Theme 4 Identifying the relationship between regulatory violation and event: For the relationship between keywords and food safety violations, the ADR reporting papers suggest a Rule-based assessment - Kramer algorithm, World Health Organisation (WHO) algorithm for severity assessment and Statistical assessment to link an adverse event with a drug based on the time of drug intake and symptoms and determine the causality of an event. For the proposed Food Safety, the FDA Guidelines for Confirmation of Foodborne Disease Outbreaks was a standard algorithm, however, it included confirmation of organisms for laboratory and medical matching of symptoms, which were not feasible from the data available from the Google Maps reviews. Statistical Method was an option; however, it requires stakeholder discussion to define the hypothesis and define the signal from a regulatory perspective.
Theme 5 Evaluation: To evaluate the performance of the system, we propose to use statistical measures of F Square, Accuracy, Precision, and Recall. As the data available in the feasibility study was limited to 125 reviews, the evaluation of the system was not undertaken. The structured proposed framework is presented in Figure 2.
Discussion
Various research papers have used Restaurant reviews on Google Maps, and Yelp, to analyse using sentiment analysis techniques. A paper by Krishna et al., Hossain et al., and Adi et al., all presented machine learning techniques using the Bayesian approach and presented the sentiment analysis that can be used to identify the sentiments of the population visiting the restaurants.23, 24, 25 The analysis was used to classify the restaurant based on the services offered and the general cause of negative or positive feedback. A paper published by Harris et al.26 used a different approach wherein machine learning and human analysis to classify the tweets relevant to food poisoning and automate reply to the individuals to report the food poisoning to local health authority for increased reporting of food poisoning outbreak. Indicating the need for an algorithm to validate the causality between event and outcome.

· · · ·

- **TASKS TO COMPLETE**:
1. List every statistical measure that the passage on food safety monitoring proposes for evaluating the system's performance.
2. Write the next portion of the passage on food safety monitoring, picking up after its final sentence.

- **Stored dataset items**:
· · · ·

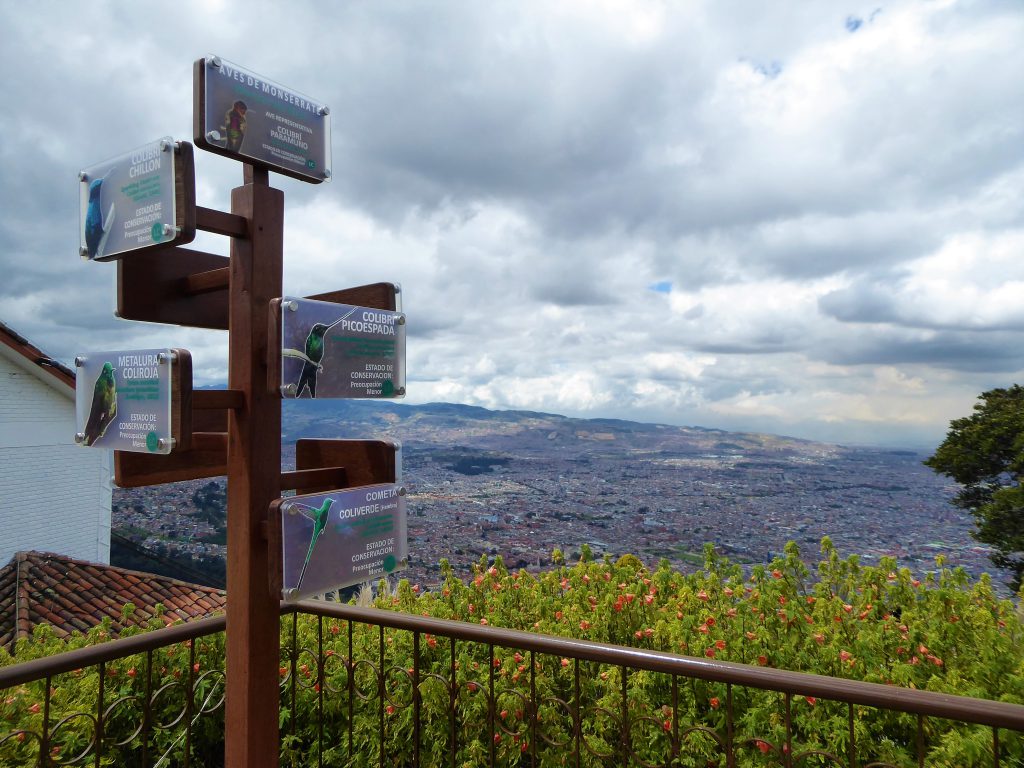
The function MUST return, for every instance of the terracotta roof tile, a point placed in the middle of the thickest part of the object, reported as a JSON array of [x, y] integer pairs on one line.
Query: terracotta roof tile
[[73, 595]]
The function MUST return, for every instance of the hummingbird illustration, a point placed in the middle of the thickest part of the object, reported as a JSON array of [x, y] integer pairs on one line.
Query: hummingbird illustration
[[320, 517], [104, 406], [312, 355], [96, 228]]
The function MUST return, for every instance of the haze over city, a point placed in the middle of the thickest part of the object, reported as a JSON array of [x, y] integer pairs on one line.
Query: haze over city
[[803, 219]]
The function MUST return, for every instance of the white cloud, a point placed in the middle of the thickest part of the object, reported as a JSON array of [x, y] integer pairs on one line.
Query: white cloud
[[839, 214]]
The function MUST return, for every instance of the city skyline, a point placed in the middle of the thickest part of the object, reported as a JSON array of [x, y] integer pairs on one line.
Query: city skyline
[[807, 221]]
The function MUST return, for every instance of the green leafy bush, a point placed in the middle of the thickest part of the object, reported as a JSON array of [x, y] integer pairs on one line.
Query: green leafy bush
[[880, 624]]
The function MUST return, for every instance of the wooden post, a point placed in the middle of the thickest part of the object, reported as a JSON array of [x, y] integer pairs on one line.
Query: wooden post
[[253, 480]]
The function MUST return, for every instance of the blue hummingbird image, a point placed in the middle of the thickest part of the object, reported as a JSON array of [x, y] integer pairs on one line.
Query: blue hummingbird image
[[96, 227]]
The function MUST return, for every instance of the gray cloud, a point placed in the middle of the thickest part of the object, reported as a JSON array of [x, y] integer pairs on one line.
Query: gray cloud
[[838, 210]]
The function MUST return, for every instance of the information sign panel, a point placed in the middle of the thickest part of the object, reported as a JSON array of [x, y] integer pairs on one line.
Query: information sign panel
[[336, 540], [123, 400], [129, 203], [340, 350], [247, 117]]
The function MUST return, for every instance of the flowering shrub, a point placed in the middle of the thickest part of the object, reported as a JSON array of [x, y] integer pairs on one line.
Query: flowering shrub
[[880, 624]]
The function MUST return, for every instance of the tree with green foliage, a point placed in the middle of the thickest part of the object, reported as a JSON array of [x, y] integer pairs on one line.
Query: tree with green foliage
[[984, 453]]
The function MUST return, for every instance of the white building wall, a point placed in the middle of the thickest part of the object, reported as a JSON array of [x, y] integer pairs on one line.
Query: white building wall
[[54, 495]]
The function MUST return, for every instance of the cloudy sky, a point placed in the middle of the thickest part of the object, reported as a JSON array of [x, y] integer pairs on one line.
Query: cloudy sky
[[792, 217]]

· · · ·

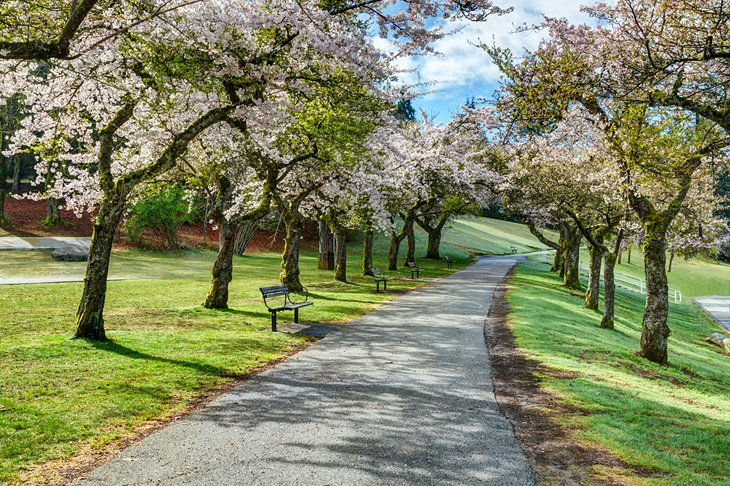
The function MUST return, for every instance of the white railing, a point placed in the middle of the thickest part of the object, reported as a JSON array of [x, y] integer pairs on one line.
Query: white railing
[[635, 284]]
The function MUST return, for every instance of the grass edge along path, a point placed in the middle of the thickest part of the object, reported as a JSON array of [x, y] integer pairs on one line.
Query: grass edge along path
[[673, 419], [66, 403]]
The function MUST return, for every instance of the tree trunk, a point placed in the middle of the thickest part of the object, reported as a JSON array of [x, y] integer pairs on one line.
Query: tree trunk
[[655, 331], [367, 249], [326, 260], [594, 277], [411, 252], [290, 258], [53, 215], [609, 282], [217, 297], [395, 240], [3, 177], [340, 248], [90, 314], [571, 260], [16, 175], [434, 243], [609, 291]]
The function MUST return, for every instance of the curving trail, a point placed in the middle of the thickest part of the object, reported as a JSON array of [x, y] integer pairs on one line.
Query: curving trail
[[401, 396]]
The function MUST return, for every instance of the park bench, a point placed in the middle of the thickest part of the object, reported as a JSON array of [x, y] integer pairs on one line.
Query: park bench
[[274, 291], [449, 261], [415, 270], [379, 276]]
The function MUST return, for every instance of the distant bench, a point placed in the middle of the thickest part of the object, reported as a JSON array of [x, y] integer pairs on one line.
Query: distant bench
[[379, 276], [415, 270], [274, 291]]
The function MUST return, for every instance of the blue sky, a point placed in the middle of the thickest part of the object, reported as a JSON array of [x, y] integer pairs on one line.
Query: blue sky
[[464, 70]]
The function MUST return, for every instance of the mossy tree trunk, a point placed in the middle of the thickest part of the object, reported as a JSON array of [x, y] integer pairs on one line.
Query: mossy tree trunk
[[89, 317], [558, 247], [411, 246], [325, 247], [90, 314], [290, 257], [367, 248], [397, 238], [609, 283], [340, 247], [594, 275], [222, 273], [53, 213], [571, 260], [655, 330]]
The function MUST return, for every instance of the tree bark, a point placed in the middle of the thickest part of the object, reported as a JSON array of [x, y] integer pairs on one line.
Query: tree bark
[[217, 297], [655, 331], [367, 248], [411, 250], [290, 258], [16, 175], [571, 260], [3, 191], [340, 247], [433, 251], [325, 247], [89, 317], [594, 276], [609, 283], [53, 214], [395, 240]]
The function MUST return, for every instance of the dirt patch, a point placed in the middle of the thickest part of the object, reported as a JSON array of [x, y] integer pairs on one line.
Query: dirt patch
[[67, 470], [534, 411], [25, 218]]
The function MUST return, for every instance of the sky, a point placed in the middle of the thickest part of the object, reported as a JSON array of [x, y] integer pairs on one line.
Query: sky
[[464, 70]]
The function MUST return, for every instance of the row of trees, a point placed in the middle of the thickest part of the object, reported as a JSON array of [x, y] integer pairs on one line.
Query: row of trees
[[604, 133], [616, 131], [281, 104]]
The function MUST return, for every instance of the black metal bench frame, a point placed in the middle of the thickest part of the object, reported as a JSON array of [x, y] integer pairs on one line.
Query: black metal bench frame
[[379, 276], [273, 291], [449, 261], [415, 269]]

· · · ·

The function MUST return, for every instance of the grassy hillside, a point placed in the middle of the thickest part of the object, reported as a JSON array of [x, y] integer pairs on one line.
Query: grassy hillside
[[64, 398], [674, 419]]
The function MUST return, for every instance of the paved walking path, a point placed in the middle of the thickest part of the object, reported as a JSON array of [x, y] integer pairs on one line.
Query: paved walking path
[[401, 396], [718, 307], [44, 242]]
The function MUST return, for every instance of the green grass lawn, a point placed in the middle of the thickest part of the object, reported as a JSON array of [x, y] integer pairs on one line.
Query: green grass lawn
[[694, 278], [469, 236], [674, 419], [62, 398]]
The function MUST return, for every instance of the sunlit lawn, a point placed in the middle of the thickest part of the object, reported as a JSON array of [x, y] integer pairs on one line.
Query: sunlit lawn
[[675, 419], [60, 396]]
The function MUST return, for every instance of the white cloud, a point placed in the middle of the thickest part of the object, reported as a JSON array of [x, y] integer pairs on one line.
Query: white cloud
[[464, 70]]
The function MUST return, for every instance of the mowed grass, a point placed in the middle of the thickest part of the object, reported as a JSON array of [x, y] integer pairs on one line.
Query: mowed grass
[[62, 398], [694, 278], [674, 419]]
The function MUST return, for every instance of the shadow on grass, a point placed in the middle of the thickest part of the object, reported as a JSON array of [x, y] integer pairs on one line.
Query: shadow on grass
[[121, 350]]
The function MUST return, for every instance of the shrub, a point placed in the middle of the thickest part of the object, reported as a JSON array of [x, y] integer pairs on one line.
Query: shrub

· · · ·

- **OUTPUTS IN ORDER**:
1. F Square, Accuracy, Precision, Recall

2.
This study is the first attempt to our knowledge to develop a framework for a passive surveillance network using social media data and providing high-quality signals with regulatory value. The efforts of our study have shown, the data from Google Reviews can be used for general sentiment analysis around the restaurant business. The methodology prescribed for ADR reporting proved to be closely linked to our approach to Food Safety, however, we were not able to identify the algorithm which would assess causality between regulatory violation and an event. This necessitates initiating separate studies to consult with various stakeholders (specifically regulatory bodies) to understand their needs, understand the current method, develop a consensus method to build an algorithm and test the validity of such algorithm.
Conclusions
The review of various articles indicates the work on using social media to derive Regulatory signals specifically in pharmacovigilance has been successfully carried out and success, the key barrier to replicating the same model in Food Safety and Regulation is the non-availability of causality assessment algorithms which would link and event with a food safety violation. The current approach of using review data to generate sentiment around FBOs is statistically robust. The sentiment analysis techniques do indicate the sentiment behind the review left by the customer. Further segmentation and analysis had potential to positively impact the quality of food and customer experience. The study indicates the need to use informatics tools to develop and pilot tech enabled model in accordance to current Food Safety Code.